(Stored data)
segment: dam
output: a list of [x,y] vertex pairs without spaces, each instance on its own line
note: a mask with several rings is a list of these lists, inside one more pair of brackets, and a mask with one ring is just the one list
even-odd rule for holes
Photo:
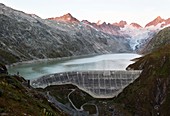
[[112,98],[141,74],[141,70],[71,71],[49,74],[31,81],[34,88],[73,84],[94,98]]

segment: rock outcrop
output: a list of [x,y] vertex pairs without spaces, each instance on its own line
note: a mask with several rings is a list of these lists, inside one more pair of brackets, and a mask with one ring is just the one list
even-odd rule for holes
[[80,21],[73,17],[70,13],[67,13],[61,17],[48,18],[49,20],[63,21],[63,22],[71,22],[71,23],[79,23]]
[[127,22],[122,20],[119,23],[113,23],[113,25],[116,25],[116,26],[119,26],[121,28],[124,28],[125,25],[127,25]]
[[138,29],[142,28],[142,26],[140,26],[140,25],[137,24],[137,23],[131,23],[130,25],[131,25],[132,27],[134,27],[134,28],[138,28]]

## [What needs to be done]
The answer must be the lines of the entries above, written out exactly from the first through the one with "segment: rock outcrop", and no pictures.

## [Task solution]
segment: dam
output: a list of [x,y] vertex pairs without spaces, each instance on its own line
note: a mask with several rings is a list of these lists, inside one more pair of brackets, and a mask with one ring is just the one list
even-odd rule for holes
Photo:
[[112,98],[141,74],[141,70],[71,71],[49,74],[31,81],[34,88],[73,84],[94,98]]

segment: rock outcrop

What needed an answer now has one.